▶ [Your goal] Render each line of the listing below as a JSON array of strings, one string per line, and omit the blank lines.

▶ [Dataset excerpts]
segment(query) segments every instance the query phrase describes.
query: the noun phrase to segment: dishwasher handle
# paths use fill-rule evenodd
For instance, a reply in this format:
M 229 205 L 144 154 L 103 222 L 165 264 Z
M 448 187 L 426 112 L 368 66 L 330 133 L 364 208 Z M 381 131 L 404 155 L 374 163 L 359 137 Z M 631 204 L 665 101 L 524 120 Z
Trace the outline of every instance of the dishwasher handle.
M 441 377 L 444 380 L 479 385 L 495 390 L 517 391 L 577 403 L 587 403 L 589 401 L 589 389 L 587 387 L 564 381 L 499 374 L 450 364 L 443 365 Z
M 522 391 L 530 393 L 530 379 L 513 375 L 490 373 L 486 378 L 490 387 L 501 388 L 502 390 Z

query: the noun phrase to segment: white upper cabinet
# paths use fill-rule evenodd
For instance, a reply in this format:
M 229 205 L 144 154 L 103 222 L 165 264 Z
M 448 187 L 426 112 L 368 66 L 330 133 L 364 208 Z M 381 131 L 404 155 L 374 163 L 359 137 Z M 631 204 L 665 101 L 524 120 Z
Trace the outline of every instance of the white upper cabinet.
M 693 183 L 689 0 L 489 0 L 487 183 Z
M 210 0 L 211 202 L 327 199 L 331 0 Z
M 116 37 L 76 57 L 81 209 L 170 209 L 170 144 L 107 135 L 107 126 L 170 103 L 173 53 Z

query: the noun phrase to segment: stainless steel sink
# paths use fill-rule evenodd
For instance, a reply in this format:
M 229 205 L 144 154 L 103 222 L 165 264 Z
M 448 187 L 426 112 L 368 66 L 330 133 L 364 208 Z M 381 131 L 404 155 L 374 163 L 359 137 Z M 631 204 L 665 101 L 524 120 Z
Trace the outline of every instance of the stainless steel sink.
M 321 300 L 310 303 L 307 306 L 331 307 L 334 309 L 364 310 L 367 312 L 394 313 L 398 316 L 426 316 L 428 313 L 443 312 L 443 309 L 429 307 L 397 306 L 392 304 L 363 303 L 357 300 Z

▶ [Answer to the exercise]
[
  "segment(query) segments every instance the query phrase describes.",
  "query: the noun phrase to segment: dishwasher handle",
  "# paths use fill-rule evenodd",
  "For instance, a reply in this format:",
  "M 229 205 L 144 154 L 103 222 L 165 264 Z",
  "M 448 187 L 426 112 L 368 66 L 330 133 L 364 208 Z M 381 131 L 404 155 L 374 163 L 359 137 Z M 631 204 L 665 101 L 524 120 Z",
  "Trace the outline of every instance of the dishwasher handle.",
  "M 441 377 L 444 380 L 479 385 L 495 390 L 517 391 L 577 403 L 587 403 L 589 401 L 589 389 L 587 387 L 564 381 L 499 374 L 450 364 L 443 365 Z",
  "M 522 391 L 530 393 L 530 379 L 513 375 L 490 373 L 486 378 L 490 387 L 501 388 L 502 390 Z",
  "query: the noun phrase to segment: white upper cabinet",
  "# paths use fill-rule evenodd",
  "For instance, a reply in this format:",
  "M 229 205 L 144 154 L 103 222 L 165 264 Z",
  "M 448 187 L 426 112 L 368 66 L 330 133 L 364 208 Z M 381 131 L 404 155 L 374 163 L 359 137 Z M 631 204 L 665 101 L 524 120 Z",
  "Trace the outline of every instance of the white upper cabinet.",
  "M 693 183 L 689 0 L 489 0 L 487 183 Z",
  "M 210 0 L 211 202 L 327 199 L 331 0 Z",
  "M 116 37 L 76 57 L 81 209 L 170 209 L 170 144 L 107 135 L 107 126 L 170 103 L 173 53 Z",
  "query: the noun phrase to segment: stainless steel sink",
  "# paths use fill-rule evenodd",
  "For instance, a reply in this format:",
  "M 229 205 L 144 154 L 103 222 L 165 264 Z",
  "M 448 187 L 426 112 L 368 66 L 330 133 L 364 208 Z M 381 131 L 404 155 L 374 163 L 359 137 Z M 631 204 L 665 101 L 524 120 Z",
  "Trace the outline of every instance of the stainless steel sink.",
  "M 321 300 L 310 303 L 307 306 L 331 307 L 334 309 L 364 310 L 367 312 L 394 313 L 398 316 L 426 316 L 428 313 L 443 312 L 443 309 L 429 307 L 397 306 L 392 304 L 363 303 L 357 300 Z"
]